Devamı ileri ki günlerde gelecektir.

2.2.15

Biraz da buraların dertleri anılsın #4

tepe not: bu yazımı @ben_vesaire'den esinlenerek yazıyorum.

Şaban'la köşedeki bayiinin önünde muhabbet ediyorduk. KPSS'den pek ümitliymiş falan.

-"Olum sen bağlama, gitar falan çalıyordun?" dedim.

+"Yine çalıyorum da kardeş, duymuşsundur Faruk abi mekanı kapattı. Biz de temeli Faruk abi'nin mekanına bağlı bir müzik grubu olduğumuzdan, mekan gidince ister istemez aramızda bir mesafe oluştu tabii" şeklinde izah etti.

-"Hayırlısı be kardeşim, Allah'ın izniyle KPSS'den yapmışsındır bir şeyler."

+"Pek iddialı olamıyorum kardeşim."

-"Bir torpil falan yok mu? Vali yeğeni, savcı kızı kankardeş falan?"

+"Yok be kardeşim, tek varım yoğum sizsiniz işte. Faruk abi de yalan çıktı". derken Gökhan hararetli hararetli otobüs durağına doğru gidiyordu. Bizi farkedip selam verdi. Şaban: "Gelsene lan kerhanacı" deyince, Acelesi olduğu her halinden belli Gökhan: "Selamun aleyküm gençler" diyerek yanımıza gelmek zorunda kaldı. Ve laf ettirmeden "işiniz yoksa abimin şantiyesine gidiyorum, beraber gidelim?" dedi. Ben "bana uyar akşama kadar işim yok" dedim. Şaban da onaylayınca geçtik otobüs durağına. Tam Şabanla durak bankına kuruluyorduk ki, Gökhan yeşil bir şahine yönelip bize "gelin beyler gidiyoruz" dedi. Gökhan öne, Şaban'la ben arkaya oturduk, Şoför arkadaşla selamlaştık, bastı gaza.

Öğrendik ki şoför arkadaş, Gökhan'ın abisinin kaynıymış. Gökhan, abisine yardım etmek üzere şantiyeye gidiyormuş, (Şaban'la) biz de maydanoz olduk. Gökhan'ın abisi şantiye de güvenlikçi. Şantiyeye yeni malzemeler gelmiş sekizinci katlara vinçlerle malzemeler çıkartılacakmış, direktif verecek adamlar gerekiyormuş.

Şoför arkadaş Hüseyin Kağıt mı nedir bir amatör arabeskçi hayranıymış, Şantiyeye varıncaya kadar arabesk müzik dinledik.

Şaban da yıllarca bağlama çaldı ama daha çok batı müzikleri dinler, biz onu öyle tanıdık. Bana Lourdes Hernández'i tanıtan da Şabandır.

Neyse gide gide vardık Şantiyeye, girişe yaklaşınca Gökhan abisini çaldırdı Ozan abi (Gökhan'ın abisi) bizi girişte karşıladı. Güvenlik kulübesine girdik, Ozan abi "Normal şartlarda burada dörtten az güvenlikçi olmaz, bugün hepsinin bir mazereti var, diğer vardiyanın güvenlikçileri de tek Vinç işi için çağrılmazdı, bu seferlik böyle olacak, sağolun gençler" diyerek birer çay doldurdu, iki yudum almıştık ki gürültülü bir şekilde beklenen Vinç ve diğerleri geldi.

+ + + +

İstenen:
Şantiye yolculuğunu anlatan yazıya göre şu soruları yanıtlayın:
1. Şaban'ın müzik grubunda neden bir mesafe oluşmuş?
2. Arabayı kullanan şoför, Gökhan'ın nesi oluyor?
3. Ozan abiye göre normalde güvenlik kulübesinde kaç güvenlikçi bulunur?
Aşağıdaki kayıtlar bu yazıyla ilgili değildir, ayrı bir malzemedir.

+ + + +

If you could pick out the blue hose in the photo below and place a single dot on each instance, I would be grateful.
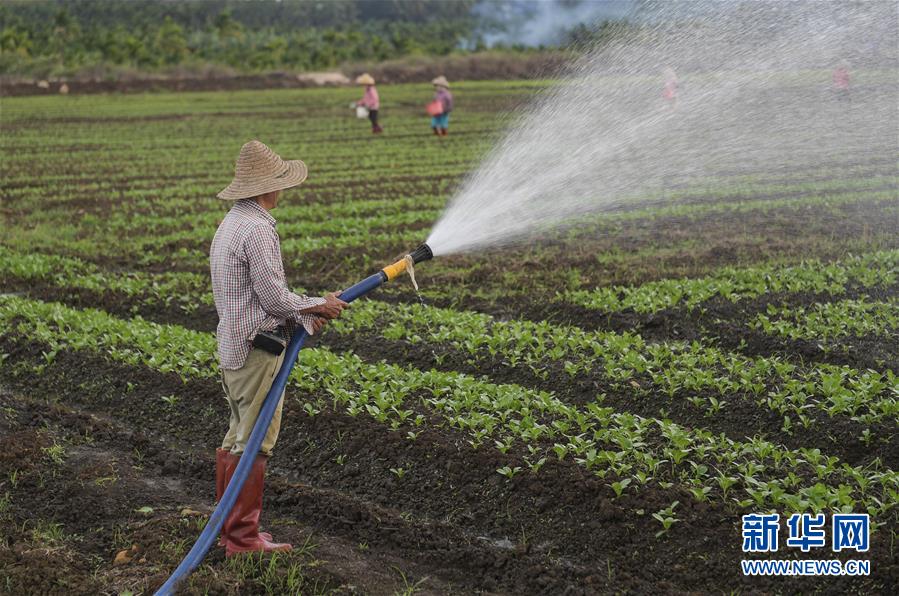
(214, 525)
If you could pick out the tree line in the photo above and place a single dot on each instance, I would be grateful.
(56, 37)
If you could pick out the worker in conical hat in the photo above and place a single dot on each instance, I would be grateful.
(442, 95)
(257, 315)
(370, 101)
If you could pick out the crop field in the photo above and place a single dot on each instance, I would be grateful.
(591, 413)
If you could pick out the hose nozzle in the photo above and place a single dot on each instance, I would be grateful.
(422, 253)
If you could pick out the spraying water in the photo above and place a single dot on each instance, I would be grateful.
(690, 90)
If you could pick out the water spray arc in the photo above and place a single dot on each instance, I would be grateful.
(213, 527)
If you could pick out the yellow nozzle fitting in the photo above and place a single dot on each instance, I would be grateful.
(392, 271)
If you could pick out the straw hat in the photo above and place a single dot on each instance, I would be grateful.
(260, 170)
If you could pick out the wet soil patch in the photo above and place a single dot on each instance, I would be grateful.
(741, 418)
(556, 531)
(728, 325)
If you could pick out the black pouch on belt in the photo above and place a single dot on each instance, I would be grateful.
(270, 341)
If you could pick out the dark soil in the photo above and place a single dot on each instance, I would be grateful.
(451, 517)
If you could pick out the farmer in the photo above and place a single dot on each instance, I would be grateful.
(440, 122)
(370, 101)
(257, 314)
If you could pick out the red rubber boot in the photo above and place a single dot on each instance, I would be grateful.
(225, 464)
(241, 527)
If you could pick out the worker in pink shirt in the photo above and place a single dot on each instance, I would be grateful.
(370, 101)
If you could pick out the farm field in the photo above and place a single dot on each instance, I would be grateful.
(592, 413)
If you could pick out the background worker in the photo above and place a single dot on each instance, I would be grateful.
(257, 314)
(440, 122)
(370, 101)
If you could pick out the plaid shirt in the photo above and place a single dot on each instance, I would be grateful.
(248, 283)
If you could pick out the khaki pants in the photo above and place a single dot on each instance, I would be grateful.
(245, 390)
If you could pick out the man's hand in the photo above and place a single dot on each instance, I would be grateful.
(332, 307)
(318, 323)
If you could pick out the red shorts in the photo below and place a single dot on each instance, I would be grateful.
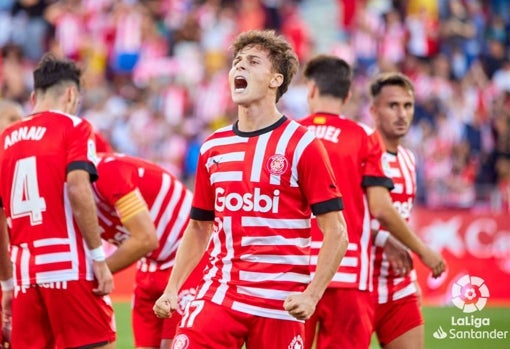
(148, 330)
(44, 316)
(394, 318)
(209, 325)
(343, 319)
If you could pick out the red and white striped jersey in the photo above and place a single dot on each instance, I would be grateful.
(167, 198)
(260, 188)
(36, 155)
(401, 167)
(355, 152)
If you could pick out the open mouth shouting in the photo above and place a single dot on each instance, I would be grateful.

+ + + +

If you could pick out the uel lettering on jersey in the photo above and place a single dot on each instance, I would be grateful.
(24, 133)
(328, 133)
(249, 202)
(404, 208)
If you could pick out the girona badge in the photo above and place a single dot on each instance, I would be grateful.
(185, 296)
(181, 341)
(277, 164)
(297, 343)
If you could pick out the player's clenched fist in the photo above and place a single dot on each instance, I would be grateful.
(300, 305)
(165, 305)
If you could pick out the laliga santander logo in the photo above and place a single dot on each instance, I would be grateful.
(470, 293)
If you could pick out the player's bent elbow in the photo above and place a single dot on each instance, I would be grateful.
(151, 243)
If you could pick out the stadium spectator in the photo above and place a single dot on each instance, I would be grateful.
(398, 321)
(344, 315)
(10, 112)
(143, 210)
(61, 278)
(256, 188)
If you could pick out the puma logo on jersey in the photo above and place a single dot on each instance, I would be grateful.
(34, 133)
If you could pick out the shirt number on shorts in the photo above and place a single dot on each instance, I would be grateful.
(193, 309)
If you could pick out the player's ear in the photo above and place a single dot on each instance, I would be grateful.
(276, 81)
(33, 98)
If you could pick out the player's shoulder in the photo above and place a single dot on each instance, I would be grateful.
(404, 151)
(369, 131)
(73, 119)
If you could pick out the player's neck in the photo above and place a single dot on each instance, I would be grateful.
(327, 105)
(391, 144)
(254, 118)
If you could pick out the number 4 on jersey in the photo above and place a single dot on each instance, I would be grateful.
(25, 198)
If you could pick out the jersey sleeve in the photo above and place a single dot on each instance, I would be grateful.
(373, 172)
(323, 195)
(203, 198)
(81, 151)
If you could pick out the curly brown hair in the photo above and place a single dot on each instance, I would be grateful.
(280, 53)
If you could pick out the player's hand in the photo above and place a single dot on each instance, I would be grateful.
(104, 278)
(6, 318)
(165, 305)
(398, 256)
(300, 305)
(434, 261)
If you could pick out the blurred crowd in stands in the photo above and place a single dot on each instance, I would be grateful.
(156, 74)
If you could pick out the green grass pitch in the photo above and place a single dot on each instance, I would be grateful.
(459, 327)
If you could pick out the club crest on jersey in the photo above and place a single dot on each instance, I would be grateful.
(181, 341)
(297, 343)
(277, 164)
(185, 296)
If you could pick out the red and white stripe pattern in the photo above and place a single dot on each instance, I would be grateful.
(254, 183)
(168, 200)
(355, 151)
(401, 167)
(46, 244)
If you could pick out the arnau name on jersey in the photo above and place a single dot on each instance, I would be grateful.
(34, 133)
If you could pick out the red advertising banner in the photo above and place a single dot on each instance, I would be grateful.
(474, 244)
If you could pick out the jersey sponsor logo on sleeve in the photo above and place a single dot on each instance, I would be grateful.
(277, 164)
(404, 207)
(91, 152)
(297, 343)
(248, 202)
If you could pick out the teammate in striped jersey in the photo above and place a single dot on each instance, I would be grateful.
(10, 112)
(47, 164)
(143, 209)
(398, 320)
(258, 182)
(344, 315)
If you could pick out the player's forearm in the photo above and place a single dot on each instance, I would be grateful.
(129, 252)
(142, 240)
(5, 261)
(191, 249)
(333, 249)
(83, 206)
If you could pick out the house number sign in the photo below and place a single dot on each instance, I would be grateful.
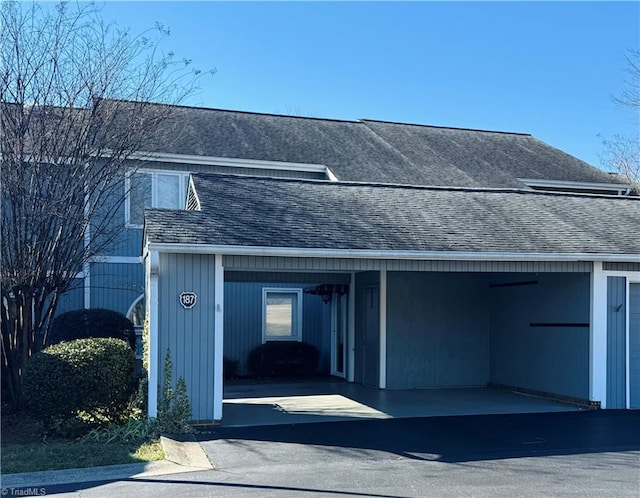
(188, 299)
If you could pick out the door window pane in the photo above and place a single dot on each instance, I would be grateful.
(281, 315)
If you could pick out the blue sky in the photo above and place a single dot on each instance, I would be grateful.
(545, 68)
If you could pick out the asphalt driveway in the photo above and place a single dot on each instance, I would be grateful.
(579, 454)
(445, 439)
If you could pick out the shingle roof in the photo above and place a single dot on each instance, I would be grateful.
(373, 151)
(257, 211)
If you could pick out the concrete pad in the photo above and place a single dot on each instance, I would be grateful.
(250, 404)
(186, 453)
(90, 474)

+ + + +

Yanıt:
1. Faruk abi mekânını kapatmış. Grubun temeli bu mekâna bağlı olduğu için mekân kapanınca aralarında bir mesafe oluşmuş.
2. Gökhan'ın abisinin kaynı.
3. Normal şartlarda dörtten az güvenlikçi olmaz.